── EXERCISE TEXT ──
Unable to do that right away, he resorted to Facebook and that’s when the interest, the number of groups and the membership numbers began to swell. Now at 53,000, Black Fathers continues to “counter stereotypes, misnomer and contradictions that pervade mainstream thinking” concerning Black men. “We needed to see each other being responsible fathers every day, our children needed to see us, our wives, our partners needed to see us, because there hadn’t been anything like us,” Prestbury said.
Presently teaching in Howard County Schools, Prestbury has not reached the pinnacle of his vision for Black Fathers. “Someone started a new group recently and gathered over 1,000 men in two weeks; it took me more than a year to get the first thousand,” so it’s really picking up, a factor he attributes to previous media coverage that “blew the doors off,” according to Prestbury.
At one time the group included women, but now members are exclusively male and reside on six continents. Their gatherings are usually in local chapters where meet ups are called by chapter leaders. “And we celebrate Black Fathers’ Day all across the country. Our real focus is to help each other be better fathers, so we ask questions and seek advice, and mentees and mentors are matched as quested,” said the City College ’94 alum and father of three sons and one daughter. He said the foundation is evolving to fund individual projects and provide scholarships for fathers and children.
───
### QUESTIONS:
(1) Write out the stretch from "Unable to do" through "according to Prestbury." in the text about the Black Fathers group, swapping "Facebook" for "Twitter".
(2) In the text about the Black Fathers group, on how many continents do the members live?
── DATA RECORDS ──
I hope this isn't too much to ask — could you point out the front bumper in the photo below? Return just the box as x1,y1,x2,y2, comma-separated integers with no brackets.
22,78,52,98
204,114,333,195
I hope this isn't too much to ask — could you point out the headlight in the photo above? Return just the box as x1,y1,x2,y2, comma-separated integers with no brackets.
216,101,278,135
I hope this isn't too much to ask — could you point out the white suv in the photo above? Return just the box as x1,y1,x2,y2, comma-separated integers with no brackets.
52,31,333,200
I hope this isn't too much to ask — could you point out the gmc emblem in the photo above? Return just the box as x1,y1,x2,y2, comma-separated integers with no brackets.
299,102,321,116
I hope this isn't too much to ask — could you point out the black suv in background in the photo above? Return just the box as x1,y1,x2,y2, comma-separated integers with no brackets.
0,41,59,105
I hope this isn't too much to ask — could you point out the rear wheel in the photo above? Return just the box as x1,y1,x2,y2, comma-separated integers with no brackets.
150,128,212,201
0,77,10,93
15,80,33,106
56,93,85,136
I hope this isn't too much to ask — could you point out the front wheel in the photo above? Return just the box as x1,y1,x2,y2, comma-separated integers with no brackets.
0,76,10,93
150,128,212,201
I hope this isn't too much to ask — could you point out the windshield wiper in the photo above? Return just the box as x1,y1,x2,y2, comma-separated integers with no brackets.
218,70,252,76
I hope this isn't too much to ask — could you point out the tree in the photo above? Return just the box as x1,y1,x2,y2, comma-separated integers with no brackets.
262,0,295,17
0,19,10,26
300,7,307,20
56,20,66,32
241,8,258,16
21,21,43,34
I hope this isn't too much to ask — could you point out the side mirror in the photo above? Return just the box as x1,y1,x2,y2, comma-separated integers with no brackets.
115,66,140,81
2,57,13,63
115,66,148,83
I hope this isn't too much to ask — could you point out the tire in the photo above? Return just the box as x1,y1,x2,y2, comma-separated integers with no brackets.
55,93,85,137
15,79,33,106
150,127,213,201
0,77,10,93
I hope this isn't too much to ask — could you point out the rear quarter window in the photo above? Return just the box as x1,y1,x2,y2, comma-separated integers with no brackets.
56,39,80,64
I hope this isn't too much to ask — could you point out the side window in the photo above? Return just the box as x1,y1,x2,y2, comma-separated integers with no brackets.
───
### ANSWERS TO THE EXERCISE:
(1)
Unable to do that right away, he resorted to Twitter and that’s when the interest, the number of groups and the membership numbers began to swell. Now at 53,000, Black Fathers continues to “counter stereotypes, misnomer and contradictions that pervade mainstream thinking” concerning Black men. “We needed to see each other being responsible fathers every day, our children needed to see us, our wives, our partners needed to see us, because there hadn’t been anything like us,” Prestbury said.
Presently teaching in Howard County Schools, Prestbury has not reached the pinnacle of his vision for Black Fathers. “Someone started a new group recently and gathered over 1,000 men in two weeks; it took me more than a year to get the first thousand,” so it’s really picking up, a factor he attributes to previous media coverage that “blew the doors off,” according to Prestbury.

(2) Six continents.